== WHAT IS EXPECTED ==
Copy out the data in full, keeping each line exactly as it reads.

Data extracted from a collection
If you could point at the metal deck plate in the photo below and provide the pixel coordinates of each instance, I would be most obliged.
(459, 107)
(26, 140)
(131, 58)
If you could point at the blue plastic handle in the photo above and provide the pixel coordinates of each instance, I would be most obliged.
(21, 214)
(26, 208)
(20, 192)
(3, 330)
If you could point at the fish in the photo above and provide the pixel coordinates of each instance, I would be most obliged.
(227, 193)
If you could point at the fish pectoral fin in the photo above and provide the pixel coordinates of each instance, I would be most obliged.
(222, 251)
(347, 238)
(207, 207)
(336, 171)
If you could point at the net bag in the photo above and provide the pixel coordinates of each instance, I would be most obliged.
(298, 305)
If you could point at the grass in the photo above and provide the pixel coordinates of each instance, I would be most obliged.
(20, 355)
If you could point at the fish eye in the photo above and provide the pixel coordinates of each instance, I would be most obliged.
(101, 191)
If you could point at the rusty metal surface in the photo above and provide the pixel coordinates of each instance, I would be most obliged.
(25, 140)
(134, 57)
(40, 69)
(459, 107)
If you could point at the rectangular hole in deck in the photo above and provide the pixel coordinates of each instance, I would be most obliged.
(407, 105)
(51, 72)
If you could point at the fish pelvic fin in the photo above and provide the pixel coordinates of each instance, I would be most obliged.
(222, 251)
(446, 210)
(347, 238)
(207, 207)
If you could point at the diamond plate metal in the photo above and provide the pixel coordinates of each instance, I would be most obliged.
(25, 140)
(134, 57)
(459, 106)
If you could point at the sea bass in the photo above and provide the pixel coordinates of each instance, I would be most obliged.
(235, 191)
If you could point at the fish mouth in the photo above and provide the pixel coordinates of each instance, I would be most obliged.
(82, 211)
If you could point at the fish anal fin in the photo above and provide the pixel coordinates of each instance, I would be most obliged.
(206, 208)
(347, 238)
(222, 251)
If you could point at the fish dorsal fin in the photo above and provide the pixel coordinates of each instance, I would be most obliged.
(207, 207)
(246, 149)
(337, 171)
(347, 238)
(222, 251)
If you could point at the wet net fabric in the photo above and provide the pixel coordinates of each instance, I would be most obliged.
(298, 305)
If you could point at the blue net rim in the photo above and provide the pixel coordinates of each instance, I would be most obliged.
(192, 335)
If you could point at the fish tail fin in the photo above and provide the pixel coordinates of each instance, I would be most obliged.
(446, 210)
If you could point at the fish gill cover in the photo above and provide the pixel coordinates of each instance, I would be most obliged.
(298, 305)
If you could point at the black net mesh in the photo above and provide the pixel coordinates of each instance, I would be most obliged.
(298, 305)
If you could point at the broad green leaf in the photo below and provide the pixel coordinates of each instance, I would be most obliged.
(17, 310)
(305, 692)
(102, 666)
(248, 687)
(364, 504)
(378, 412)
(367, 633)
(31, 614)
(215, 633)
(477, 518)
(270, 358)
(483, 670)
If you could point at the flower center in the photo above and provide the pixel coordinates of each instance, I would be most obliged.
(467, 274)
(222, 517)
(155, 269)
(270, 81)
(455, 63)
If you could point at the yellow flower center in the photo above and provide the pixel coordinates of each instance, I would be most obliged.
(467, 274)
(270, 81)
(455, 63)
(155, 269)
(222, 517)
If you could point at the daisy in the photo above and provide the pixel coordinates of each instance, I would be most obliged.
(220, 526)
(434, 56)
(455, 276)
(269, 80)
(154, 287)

== SOLUTION TO THIS PROBLEM ==
If you could point at the metal deck plate in the photo below and provide the pixel coordinates of each instance, I would be most obliged.
(459, 107)
(26, 140)
(131, 58)
If you could point at the blue plastic handle in the photo above and provide the pixel coordinates of each instance, I would be most obliged.
(21, 214)
(26, 208)
(20, 192)
(3, 330)
If you could point at the fish in the photo above and provide the pixel coordinates of each instance, I would be most obliged.
(227, 193)
If you could point at the fish pectoral fin in the photo above and provide the pixel coordinates of each instance, I would be most obliged.
(222, 251)
(347, 238)
(207, 207)
(336, 171)
If you could point at the net bag in the photo above and provide the pixel coordinates of each instance, I would be most obliged.
(298, 305)
If you could point at the grass in the photo above and provide the pixel coordinates of each instance, I would be most obliged.
(20, 355)
If you could point at the fish eye in the photo above and provide the pixel coordinates of each instance, I would be most obliged.
(101, 191)
If you could point at the rusty metal surface in the photo above and provide the pixel coordinates of each instance, I would be most obliged.
(25, 140)
(134, 57)
(40, 69)
(459, 107)
If you could point at the rectangular hole in deck in the photo above and provide the pixel coordinates of each instance, I would be most obliged.
(407, 105)
(51, 72)
If you could point at the fish pelvic fin in the photo above and provide the pixel coordinates of each instance, I would be most obliged.
(222, 251)
(446, 210)
(347, 238)
(207, 207)
If you could point at the diamond plate metal in the photo above and provide the pixel coordinates of each instance, I would be most obliged.
(25, 140)
(134, 57)
(459, 106)
If you could point at the sea bass in the photo above and provide the pixel coordinates of each instance, I would be most obliged.
(235, 191)
If you could point at the fish mouth in the photo above and provide the pixel coordinates of each instance, I would be most obliged.
(82, 211)
If you could point at the fish anal fin in the photo above and provide the pixel coordinates of each instance, I would be most obliged.
(206, 208)
(347, 238)
(222, 251)
If you could point at the fish dorsal fin in the photo above and provide the pixel coordinates of each instance, I would be most obliged.
(207, 207)
(246, 149)
(337, 171)
(347, 238)
(222, 251)
If you could point at the wet net fabric in the photo above and provide the pixel coordinates of each instance, I would be most obliged.
(298, 305)
If you could point at the blue net rim in the photo above and provide the pixel coordinates of each instance, I would be most obliged.
(192, 335)
If you could point at the fish tail fin in the photo above and provide the pixel coordinates of each instance, I would be most obliged.
(446, 210)
If you could point at the fish gill cover in the photo above and provide the pixel coordinates of each instance, I would be most obliged.
(298, 305)
If you could point at the black net mesh in the photo above and provide the pixel coordinates of each instance, I would be most obliged.
(298, 305)
If you could point at the broad green leaf in the photo below and provide the pixel coordinates of each instance, I would be most obliged.
(17, 310)
(305, 692)
(102, 666)
(248, 687)
(364, 504)
(378, 412)
(367, 633)
(31, 614)
(215, 633)
(477, 518)
(270, 358)
(483, 670)
If you could point at the flower center in the photo above and provide the pixel coordinates of each instance, I would be most obliged.
(467, 274)
(222, 517)
(155, 269)
(270, 81)
(455, 63)
If you could point at the yellow flower center in the photo above and provide the pixel coordinates of each instance, I would be most obliged.
(467, 274)
(270, 81)
(455, 63)
(155, 269)
(222, 517)
If you could point at the daisy in the photo above and provide the pixel coordinates of each instance, I would be most obliged.
(220, 526)
(434, 56)
(455, 276)
(269, 80)
(154, 287)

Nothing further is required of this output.